◆ WHAT THIS EXERCISE ASKS ◆
1) Reproduce the part of the page on structured content starting at "Gone are the" and ending at "orders, or customers.".
2) Which functionalities of structured formats does the page on structured content list?

◆ SUPPLIED PASSAGE ◆
Structured content from old documents

Gone are the days when technical documentation was written in editors like Word or WordPerfect: modern technical documentation is written in small chunks of text (topics) and managed in Component Content Management Systems (CCMSs).

Converting old, unstructured files in a format that is compatible with a CCMS is not straightforward. I can help you plan and execute such a conversion.

Unstructured vs. structured formats

Unstructured formats like PDF or raster images focus on how a document looks like, and little else.

Structured formats like XML or JSON support many more functionalities, for example:

  • semantic tagging: a description of the meaning of content, instead of what content looks like.

  • metadata management: data about your content, including author, audience, applicability to specific products, models, orders, or customers.

  • section hierarchy: an outline of the document chapters, sections, or sub-sections at different levels.

  • filtering and conditional processing: mechanisms to include or exclude chunks of content during a publication.

  • content re-use: the possibility to re-use content across different documents.

◆ ENTRIES PROVIDED ◆
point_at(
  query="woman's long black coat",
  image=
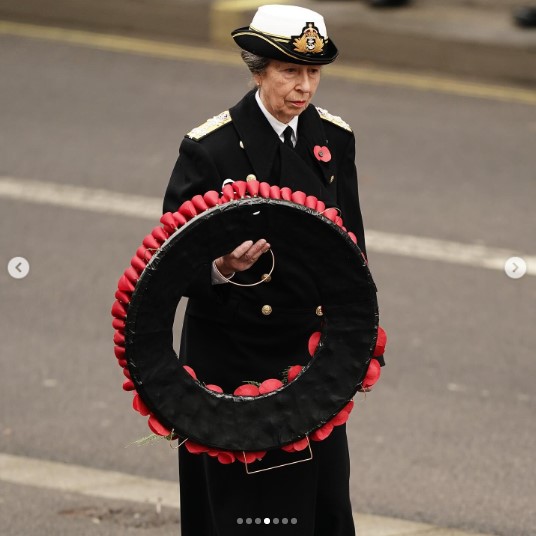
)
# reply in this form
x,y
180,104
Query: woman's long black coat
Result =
x,y
227,339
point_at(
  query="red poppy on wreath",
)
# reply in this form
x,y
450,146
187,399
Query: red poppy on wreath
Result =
x,y
322,153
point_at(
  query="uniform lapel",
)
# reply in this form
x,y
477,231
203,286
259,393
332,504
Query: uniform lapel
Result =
x,y
258,137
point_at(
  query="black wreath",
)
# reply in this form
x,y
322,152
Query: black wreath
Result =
x,y
350,325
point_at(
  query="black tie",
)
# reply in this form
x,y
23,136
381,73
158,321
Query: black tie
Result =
x,y
287,135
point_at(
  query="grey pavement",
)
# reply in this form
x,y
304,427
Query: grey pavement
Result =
x,y
459,37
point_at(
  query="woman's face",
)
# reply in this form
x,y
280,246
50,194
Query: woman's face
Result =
x,y
286,89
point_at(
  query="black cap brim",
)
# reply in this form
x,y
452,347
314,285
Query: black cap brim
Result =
x,y
277,49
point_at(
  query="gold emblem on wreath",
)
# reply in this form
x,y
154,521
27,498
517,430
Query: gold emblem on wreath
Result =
x,y
310,41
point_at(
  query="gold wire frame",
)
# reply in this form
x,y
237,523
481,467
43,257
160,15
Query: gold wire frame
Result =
x,y
280,465
265,277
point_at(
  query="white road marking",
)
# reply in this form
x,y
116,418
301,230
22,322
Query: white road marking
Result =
x,y
86,481
138,206
120,486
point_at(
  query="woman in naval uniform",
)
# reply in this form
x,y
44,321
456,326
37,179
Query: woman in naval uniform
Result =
x,y
232,334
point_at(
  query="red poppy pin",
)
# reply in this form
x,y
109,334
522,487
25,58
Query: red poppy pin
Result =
x,y
322,153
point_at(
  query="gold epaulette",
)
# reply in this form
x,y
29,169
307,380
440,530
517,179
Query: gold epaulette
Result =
x,y
210,125
335,119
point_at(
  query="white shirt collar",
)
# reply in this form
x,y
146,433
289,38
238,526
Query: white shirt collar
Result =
x,y
276,124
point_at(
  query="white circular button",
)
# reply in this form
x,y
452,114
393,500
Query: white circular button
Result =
x,y
18,267
515,267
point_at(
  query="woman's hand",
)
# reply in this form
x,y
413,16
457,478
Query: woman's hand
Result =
x,y
241,258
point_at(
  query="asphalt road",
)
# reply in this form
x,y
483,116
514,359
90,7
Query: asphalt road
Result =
x,y
447,436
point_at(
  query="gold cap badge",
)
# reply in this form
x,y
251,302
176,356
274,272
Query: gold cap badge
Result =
x,y
310,41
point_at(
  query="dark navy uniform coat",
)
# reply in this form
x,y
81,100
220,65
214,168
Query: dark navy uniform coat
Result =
x,y
227,339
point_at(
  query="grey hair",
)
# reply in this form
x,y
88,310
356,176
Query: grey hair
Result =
x,y
256,64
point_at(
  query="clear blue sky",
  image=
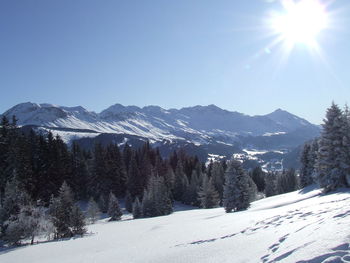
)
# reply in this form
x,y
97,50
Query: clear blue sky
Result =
x,y
169,53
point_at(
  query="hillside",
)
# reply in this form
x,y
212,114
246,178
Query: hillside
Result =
x,y
296,227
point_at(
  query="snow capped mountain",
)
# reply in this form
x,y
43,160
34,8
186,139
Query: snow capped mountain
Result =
x,y
208,126
158,123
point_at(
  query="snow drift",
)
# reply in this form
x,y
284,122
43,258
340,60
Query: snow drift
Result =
x,y
303,226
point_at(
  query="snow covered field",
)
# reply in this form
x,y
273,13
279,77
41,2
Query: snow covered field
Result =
x,y
294,227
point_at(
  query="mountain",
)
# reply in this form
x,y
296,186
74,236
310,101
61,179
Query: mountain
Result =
x,y
200,128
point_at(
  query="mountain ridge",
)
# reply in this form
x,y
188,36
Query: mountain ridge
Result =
x,y
213,129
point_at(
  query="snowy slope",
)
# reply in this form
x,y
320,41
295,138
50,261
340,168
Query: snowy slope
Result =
x,y
294,227
198,124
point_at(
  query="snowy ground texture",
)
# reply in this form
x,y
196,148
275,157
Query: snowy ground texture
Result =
x,y
295,227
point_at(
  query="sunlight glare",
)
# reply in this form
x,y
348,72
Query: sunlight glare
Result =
x,y
301,22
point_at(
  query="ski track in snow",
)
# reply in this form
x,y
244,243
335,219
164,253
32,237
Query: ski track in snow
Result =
x,y
313,228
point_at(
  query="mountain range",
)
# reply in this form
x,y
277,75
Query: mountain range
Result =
x,y
203,129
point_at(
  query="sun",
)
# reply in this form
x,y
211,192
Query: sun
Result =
x,y
300,22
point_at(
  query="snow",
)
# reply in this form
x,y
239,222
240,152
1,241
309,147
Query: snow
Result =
x,y
200,123
303,226
268,134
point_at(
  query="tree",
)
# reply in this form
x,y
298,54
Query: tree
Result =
x,y
93,212
114,210
332,165
156,200
137,209
191,193
128,202
77,221
207,195
27,224
258,177
306,169
180,182
14,199
103,203
271,184
65,216
236,188
218,175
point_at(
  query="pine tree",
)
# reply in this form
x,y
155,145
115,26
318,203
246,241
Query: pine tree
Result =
x,y
191,193
77,221
156,200
180,181
103,203
332,163
306,169
114,210
14,199
258,177
93,212
61,209
134,182
218,175
253,189
137,209
207,195
236,188
271,184
128,202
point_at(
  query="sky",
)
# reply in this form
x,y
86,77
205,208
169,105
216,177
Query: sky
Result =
x,y
169,53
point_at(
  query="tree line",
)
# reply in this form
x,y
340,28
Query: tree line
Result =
x,y
41,180
326,160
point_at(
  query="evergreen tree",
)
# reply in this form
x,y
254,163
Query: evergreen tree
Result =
x,y
64,213
114,210
306,169
93,212
218,175
14,199
137,209
207,195
77,223
156,200
180,182
135,182
258,177
271,184
103,203
236,188
253,189
191,193
128,202
332,164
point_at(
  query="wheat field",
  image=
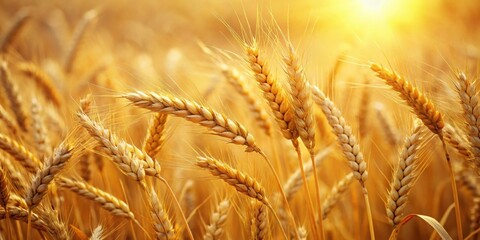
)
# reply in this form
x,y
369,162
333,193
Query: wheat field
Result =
x,y
351,119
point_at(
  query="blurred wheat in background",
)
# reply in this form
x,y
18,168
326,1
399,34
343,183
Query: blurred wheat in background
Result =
x,y
336,119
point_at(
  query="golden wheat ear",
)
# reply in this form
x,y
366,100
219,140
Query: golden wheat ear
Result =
x,y
107,201
216,122
421,105
407,170
215,229
273,93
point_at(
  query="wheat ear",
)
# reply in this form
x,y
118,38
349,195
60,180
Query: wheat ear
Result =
x,y
302,232
107,201
194,112
242,182
121,152
13,96
15,177
334,196
42,80
421,105
162,225
215,230
8,120
458,143
19,153
259,223
430,116
54,164
14,29
233,77
155,135
78,35
468,94
97,233
349,145
273,92
345,137
295,181
4,189
40,137
406,171
303,116
364,111
387,127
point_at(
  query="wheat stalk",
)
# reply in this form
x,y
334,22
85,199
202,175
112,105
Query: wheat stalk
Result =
x,y
161,223
8,120
468,94
155,135
107,201
194,112
302,100
349,145
458,143
364,111
242,182
259,114
40,183
273,92
387,128
239,180
122,155
406,171
421,105
40,137
4,189
97,233
295,181
16,179
334,196
345,137
430,116
13,96
259,222
215,230
85,171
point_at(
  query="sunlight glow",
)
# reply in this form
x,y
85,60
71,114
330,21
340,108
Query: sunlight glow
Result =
x,y
374,6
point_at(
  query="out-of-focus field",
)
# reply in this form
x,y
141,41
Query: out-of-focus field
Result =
x,y
56,53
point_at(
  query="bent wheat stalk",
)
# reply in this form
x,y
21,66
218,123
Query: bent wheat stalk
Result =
x,y
304,120
217,123
234,78
13,96
107,201
161,223
349,145
155,137
19,153
430,116
242,182
406,171
215,230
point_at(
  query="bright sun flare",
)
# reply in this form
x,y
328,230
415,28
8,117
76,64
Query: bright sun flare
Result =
x,y
373,6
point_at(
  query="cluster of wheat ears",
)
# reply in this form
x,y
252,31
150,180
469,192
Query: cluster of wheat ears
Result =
x,y
64,156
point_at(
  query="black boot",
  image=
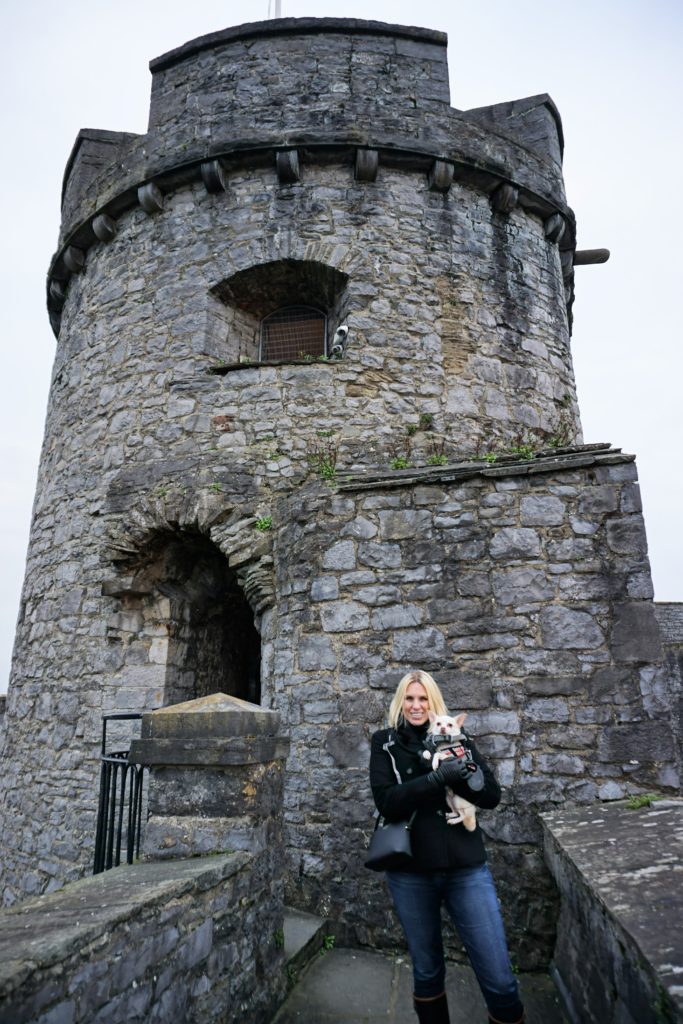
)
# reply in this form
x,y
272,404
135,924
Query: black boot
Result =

◆ RESPONSES PER TASK ◆
1)
Gone are the days when technical documentation was written in editors like Word or WordPerfect: modern technical documentation is written in small chunks of text (topics) and managed in Component Content Management Systems (CCMSs).

Converting old, unstructured files in a format that is compatible with a CCMS is not straightforward. I can help you plan and execute such a conversion.

Unstructured vs. structured formats

Unstructured formats like PDF or raster images focus on how a document looks like, and little else.

Structured formats like XML or JSON support many more functionalities, for example:

  • semantic tagging: a description of the meaning of content, instead of what content looks like.

  • metadata management: data about your content, including author, audience, applicability to specific products, models, orders, or customers.

2)
- semantic tagging
- metadata management
- section hierarchy
- filtering and conditional processing
- content re-use